▶ Exercise requirements
Each entry is to be given again word for word; images are dropped.

_ _ _ _ _ _ _

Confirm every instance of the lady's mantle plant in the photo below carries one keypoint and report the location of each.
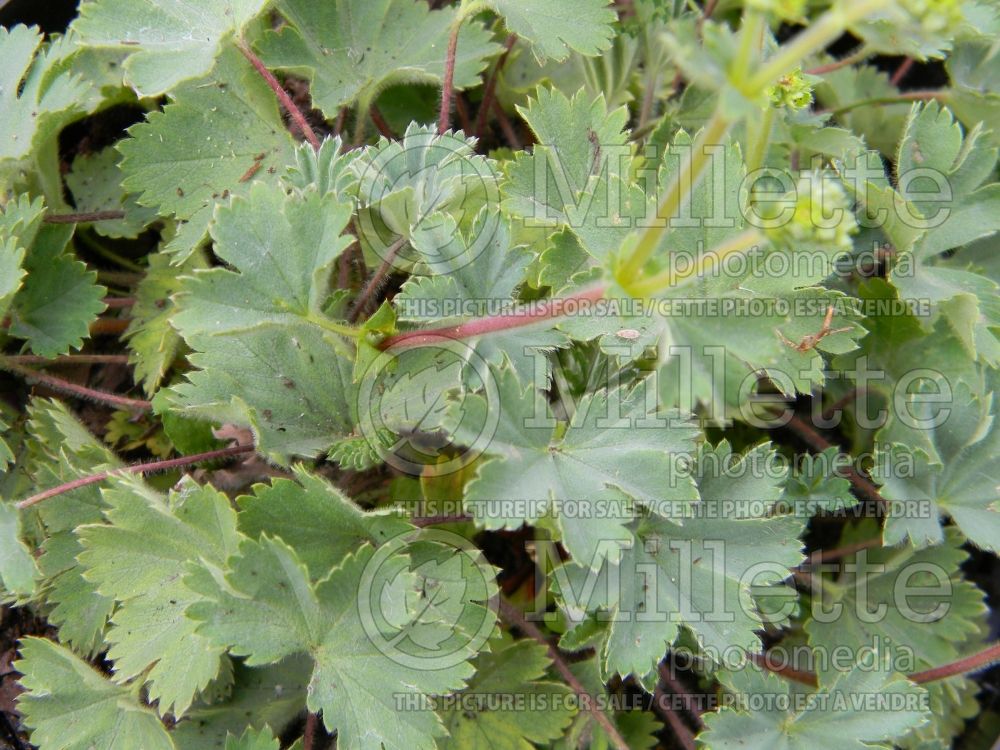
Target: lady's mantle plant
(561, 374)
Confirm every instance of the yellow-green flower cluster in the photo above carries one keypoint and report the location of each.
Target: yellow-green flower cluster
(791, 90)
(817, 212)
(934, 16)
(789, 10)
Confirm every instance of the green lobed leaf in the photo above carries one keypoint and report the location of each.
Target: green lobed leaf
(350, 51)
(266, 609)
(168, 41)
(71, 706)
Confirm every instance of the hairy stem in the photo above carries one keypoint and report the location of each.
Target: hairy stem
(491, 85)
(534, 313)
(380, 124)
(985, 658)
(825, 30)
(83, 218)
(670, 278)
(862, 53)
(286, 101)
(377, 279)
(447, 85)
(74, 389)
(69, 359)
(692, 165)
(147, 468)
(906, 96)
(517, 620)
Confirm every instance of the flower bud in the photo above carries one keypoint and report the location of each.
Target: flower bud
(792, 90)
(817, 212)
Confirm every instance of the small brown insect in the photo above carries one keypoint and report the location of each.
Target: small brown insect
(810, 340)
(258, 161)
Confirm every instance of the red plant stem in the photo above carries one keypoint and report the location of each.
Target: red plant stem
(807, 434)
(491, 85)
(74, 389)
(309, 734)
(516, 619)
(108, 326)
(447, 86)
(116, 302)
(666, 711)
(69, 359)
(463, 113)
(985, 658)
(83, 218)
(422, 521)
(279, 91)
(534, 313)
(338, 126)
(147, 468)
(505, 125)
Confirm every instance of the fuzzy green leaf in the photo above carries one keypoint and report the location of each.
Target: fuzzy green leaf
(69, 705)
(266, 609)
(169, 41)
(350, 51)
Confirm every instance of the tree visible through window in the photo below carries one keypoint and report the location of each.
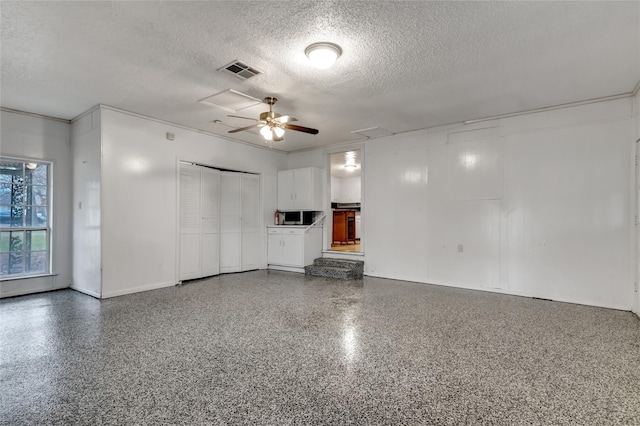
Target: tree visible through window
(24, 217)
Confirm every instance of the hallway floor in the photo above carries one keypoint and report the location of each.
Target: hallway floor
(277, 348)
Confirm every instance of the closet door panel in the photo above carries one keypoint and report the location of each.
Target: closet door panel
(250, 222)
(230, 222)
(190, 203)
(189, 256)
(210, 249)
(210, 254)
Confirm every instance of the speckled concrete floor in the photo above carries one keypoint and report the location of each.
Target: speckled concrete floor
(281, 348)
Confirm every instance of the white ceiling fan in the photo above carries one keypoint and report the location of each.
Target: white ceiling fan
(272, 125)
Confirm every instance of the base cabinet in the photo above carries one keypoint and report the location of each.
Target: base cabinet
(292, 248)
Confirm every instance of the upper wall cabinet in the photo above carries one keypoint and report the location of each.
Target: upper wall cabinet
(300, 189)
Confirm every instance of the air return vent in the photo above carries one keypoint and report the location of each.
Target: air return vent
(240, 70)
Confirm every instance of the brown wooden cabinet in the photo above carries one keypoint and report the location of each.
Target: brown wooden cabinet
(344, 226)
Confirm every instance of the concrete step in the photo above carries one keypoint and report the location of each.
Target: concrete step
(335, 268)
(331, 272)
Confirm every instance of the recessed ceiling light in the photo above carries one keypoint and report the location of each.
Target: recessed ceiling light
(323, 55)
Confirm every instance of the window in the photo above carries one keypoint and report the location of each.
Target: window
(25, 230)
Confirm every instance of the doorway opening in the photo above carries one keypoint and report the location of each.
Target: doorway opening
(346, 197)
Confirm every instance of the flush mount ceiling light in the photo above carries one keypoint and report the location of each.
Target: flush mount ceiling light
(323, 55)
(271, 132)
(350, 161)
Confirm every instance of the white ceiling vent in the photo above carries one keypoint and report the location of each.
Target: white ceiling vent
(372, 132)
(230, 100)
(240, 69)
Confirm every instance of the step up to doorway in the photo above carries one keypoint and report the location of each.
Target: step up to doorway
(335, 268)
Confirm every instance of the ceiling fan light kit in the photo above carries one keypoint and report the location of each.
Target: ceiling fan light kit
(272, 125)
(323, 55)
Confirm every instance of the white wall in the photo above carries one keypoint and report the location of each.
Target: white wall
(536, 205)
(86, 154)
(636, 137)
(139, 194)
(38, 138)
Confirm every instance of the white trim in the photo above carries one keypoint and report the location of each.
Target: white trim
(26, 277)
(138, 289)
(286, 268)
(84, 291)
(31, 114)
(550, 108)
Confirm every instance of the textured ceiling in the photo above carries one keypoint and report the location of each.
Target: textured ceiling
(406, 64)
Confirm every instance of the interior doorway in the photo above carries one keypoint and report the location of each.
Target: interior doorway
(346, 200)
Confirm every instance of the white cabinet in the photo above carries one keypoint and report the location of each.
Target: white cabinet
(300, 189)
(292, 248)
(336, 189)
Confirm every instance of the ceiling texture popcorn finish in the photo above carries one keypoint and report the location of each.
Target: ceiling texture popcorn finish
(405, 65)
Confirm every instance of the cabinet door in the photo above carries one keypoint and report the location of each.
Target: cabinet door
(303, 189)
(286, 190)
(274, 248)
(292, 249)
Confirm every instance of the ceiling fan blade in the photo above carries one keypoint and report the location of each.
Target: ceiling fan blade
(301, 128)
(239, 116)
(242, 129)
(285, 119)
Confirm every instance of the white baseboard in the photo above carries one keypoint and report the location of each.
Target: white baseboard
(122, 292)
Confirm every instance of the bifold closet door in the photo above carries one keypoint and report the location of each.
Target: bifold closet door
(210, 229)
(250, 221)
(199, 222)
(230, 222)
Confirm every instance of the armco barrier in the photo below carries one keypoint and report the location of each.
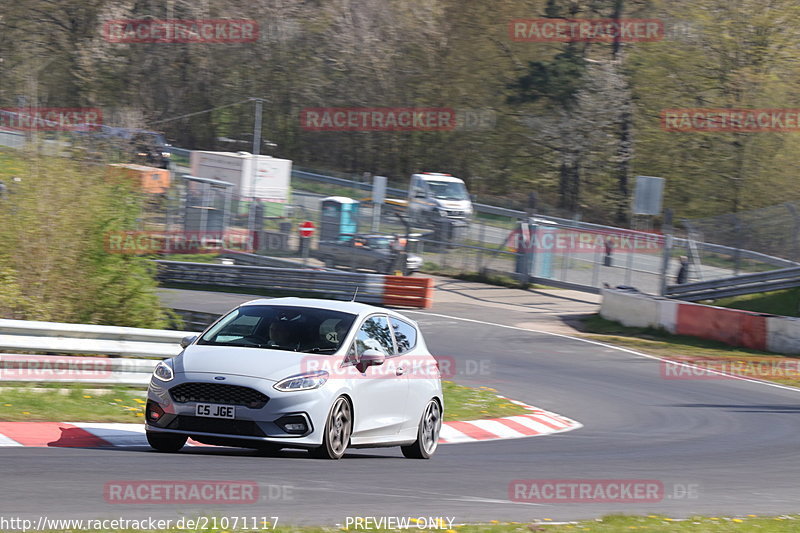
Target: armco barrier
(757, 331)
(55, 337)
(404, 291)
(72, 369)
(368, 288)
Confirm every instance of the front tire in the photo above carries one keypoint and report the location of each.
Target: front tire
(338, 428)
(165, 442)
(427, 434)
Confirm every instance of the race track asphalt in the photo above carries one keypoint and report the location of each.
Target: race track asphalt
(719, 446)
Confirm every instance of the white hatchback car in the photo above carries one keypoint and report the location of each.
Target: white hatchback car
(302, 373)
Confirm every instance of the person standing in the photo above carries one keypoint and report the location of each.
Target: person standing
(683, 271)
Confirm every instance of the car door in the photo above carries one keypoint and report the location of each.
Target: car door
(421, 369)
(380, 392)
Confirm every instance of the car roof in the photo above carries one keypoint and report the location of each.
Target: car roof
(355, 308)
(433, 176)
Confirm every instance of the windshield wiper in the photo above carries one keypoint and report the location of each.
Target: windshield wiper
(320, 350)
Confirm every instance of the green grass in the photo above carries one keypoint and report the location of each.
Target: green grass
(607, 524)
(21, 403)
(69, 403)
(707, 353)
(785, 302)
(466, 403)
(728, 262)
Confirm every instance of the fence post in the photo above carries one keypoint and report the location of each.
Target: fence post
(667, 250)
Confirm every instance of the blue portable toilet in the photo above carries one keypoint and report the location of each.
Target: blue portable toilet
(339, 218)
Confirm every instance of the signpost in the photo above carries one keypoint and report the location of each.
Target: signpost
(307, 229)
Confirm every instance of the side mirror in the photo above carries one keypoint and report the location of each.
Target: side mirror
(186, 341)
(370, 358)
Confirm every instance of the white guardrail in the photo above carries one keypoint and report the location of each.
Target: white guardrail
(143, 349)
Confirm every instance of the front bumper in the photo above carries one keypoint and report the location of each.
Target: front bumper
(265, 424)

_ _ _ _ _ _ _

▶ Solution for this exercise
Confirm every instance of the lady's mantle plant in the photo below carries one keypoint and report the location of each.
Target: lady's mantle plant
(561, 374)
Confirm every instance of the yellow-green flower cluster in the photo above carries one keypoint and report the location of each.
Target: yellow-green flower cluster
(791, 90)
(817, 212)
(934, 16)
(789, 10)
Confirm every instance of the green lobed leaf in the photo above carries one keypoint and report the location of each.
Target: green lobed leaf
(350, 51)
(266, 609)
(168, 41)
(71, 706)
Confirm every instance of the hairy stem in the photo above carries one keypoint and report the location of each.
Target: hairy stem
(491, 85)
(534, 313)
(380, 124)
(985, 658)
(825, 30)
(83, 218)
(670, 278)
(862, 53)
(286, 101)
(377, 279)
(447, 85)
(74, 389)
(69, 359)
(692, 165)
(147, 468)
(906, 96)
(517, 620)
Confirm every instance of the flower bud in the photo above carries one keypoint and report the location of each.
Target: flower bud
(792, 90)
(817, 212)
Confirm every instance of the small brown insect in the photo above carries one keypoint and report the location of each.
Target: small brown insect
(810, 340)
(258, 161)
Confirm every instance of the red plant stem in the photo above carries one keypoint and report the location of each.
Target: red plant stem
(807, 434)
(491, 85)
(74, 389)
(309, 734)
(516, 619)
(108, 326)
(447, 86)
(116, 302)
(666, 711)
(69, 359)
(463, 113)
(985, 658)
(83, 218)
(422, 521)
(279, 91)
(534, 313)
(338, 126)
(147, 468)
(505, 125)
Confirm every instance of the fuzzy green leaf in the photo above carries one keypoint and report the location of each.
Target: fuzzy green leaf
(69, 705)
(266, 609)
(169, 41)
(350, 51)
Confirm every instance of the tree visible through window in the photo below carries one keypoint and report the location of each.
Target: tree visible through window
(24, 217)
Confirm every instance of the hallway floor in the photo above carries one keypoint and report the location of each.
Target: hallway floor
(277, 348)
Confirm every instance of the closet door panel in the photo above carries one keypoint and report the location of each.
Target: closet door panel
(250, 222)
(230, 222)
(190, 203)
(189, 256)
(210, 249)
(210, 254)
Confirm every instance of the speckled concrete floor in the photo above carries one keypoint and report the location of each.
Target: speckled concrete floor
(281, 348)
Confirm every instance of the white ceiling fan in the photo above carries one keypoint and report the location of each.
Target: white ceiling fan
(272, 125)
Confirm every instance of the base cabinet in the photo above carries one keypoint and report the location of each.
Target: base cabinet
(292, 248)
Confirm every instance of the upper wall cabinet in the photo above carries one keypoint and report the location of each.
Target: upper wall cabinet
(300, 189)
Confirm every instance of the air return vent in the photo above carries one keypoint and report the location of each.
Target: air return vent
(240, 70)
Confirm every instance of the brown wooden cabinet in the photo above carries one keypoint and report the location of each.
Target: brown wooden cabinet
(344, 226)
Confirm every instance of the concrete step in the photo above carries one keypoint and report the location of each.
Target: concrete step
(335, 268)
(331, 272)
Confirm every instance of the recessed ceiling light in the photo above carries one keypoint and report the location of each.
Target: recessed ceiling light
(323, 55)
Confirm every instance of the window in the photo above carries one keypoint and report the location of each.
Target: window
(25, 230)
Confirm every instance of the doorway opening in the photo above carries one keypoint and report the location of each.
Target: doorway opening
(346, 197)
Confirm every instance of the flush mount ceiling light in the photo above carries one keypoint and report the location of each.
Target: flush mount ceiling light
(323, 55)
(271, 132)
(350, 161)
Confirm every instance of the white ceiling vent in the photo above carries one keypoint and report the location of each.
Target: white ceiling vent
(372, 132)
(230, 100)
(240, 69)
Confirm every instance of the step up to doorway in the photo above carries one keypoint and report the location of each.
Target: step up to doorway
(335, 268)
Confirm every instance of the ceiling fan light kit in the photo above carries one keypoint and report the location of each.
Target: ceiling fan light kit
(272, 125)
(323, 55)
Confirm every instance of the white wall in the photo above carries one keypoint and report the location of each.
Target: white wall
(536, 205)
(86, 154)
(636, 137)
(139, 194)
(38, 138)
Confirm every instance of the white trim in the photo above carries one keypoint and report the location of each.
Target: white trim
(26, 277)
(138, 289)
(286, 268)
(84, 291)
(31, 114)
(550, 108)
Confirm every instance of the textured ceiling in the photo above carries one keypoint and report the location of each.
Target: textured ceiling
(406, 64)
Confirm every instance of the interior doorway in the photo above carries one keypoint and report the location of each.
Target: interior doorway
(346, 200)
Confirm every instance of the white cabinet in the photo above carries one keypoint and report the location of each.
Target: white cabinet
(300, 189)
(292, 248)
(336, 189)
Confirm every instance of the ceiling texture popcorn finish in the photo above carries one keypoint and report the location of each.
Target: ceiling texture popcorn finish
(405, 65)
Confirm every instance of the cabinet door in the photo above carries one keypoint and report the location of each.
Target: cabinet door
(303, 189)
(286, 190)
(274, 248)
(292, 249)
Confirm every instance of the ceiling fan blade in the photo above carries one keypoint and report the location of each.
Target: ceiling fan blade
(301, 128)
(239, 116)
(242, 129)
(285, 119)
Confirm every instance of the white baseboard in the photo above carries one keypoint and report the location of each.
Target: white baseboard
(122, 292)
Confirm every instance of the bifold closet door in the photo above carries one keypoint and report the location of each.
Target: bifold closet door
(210, 229)
(250, 221)
(199, 222)
(230, 222)
Confirm every instance of the armco barrier in the photo below carries one keypoint and report the location of each.
Target: armco barrier
(757, 331)
(55, 337)
(404, 291)
(72, 369)
(368, 288)
Confirm every instance of the front tire in the photo above carries one keypoint and report the location of each.
Target: front tire
(338, 428)
(165, 442)
(427, 434)
Confirm every instance of the race track asphalt in the photo above carries one keypoint and report the location of each.
Target: race track asphalt
(719, 446)
Confirm every instance of the white hatchback car in the photo above carries one keypoint and report the location of each.
Target: white hatchback car
(302, 373)
Confirm every instance of the person standing in the photo above carries one keypoint and report the location of each.
Target: person standing
(683, 271)
Confirm every instance of the car door in the photo above carries one keypoint and report the location of each.
Target: car door
(421, 369)
(380, 392)
Confirm every instance of the car roof in the photo above carries one keypoint and report the location of each.
Target: car roof
(355, 308)
(433, 176)
Confirm every instance of the windshield wiper in the photo above carries one keypoint and report the location of each.
Target: windshield wiper
(320, 350)
Confirm every instance of the green grass in the photo above carries one keypoint and report the location of each.
Target: green grass
(607, 524)
(21, 403)
(69, 403)
(707, 353)
(785, 302)
(466, 403)
(728, 262)
Confirm every instance of the fence post in the photo above carries one keypoint and report the location of each.
Target: fence post
(667, 250)
Confirm every instance of the blue portable toilet in the photo above carries one keypoint and report the location of each.
Target: blue portable toilet
(339, 218)
Confirm every instance of the signpost in the photo above carries one keypoint and report the location of each.
Target: signpost
(307, 229)
Confirm every instance of the side mirror in the photo above carries one keypoint and report the location of each.
Target: side mirror
(186, 341)
(370, 358)
Confirm every instance of the white guardrail in the photo above carries one keypoint and report the location of each.
Target: white guardrail
(143, 349)
Confirm every instance of the front bumper in the photo above carries one keypoint and report the location of each.
Target: front bumper
(265, 424)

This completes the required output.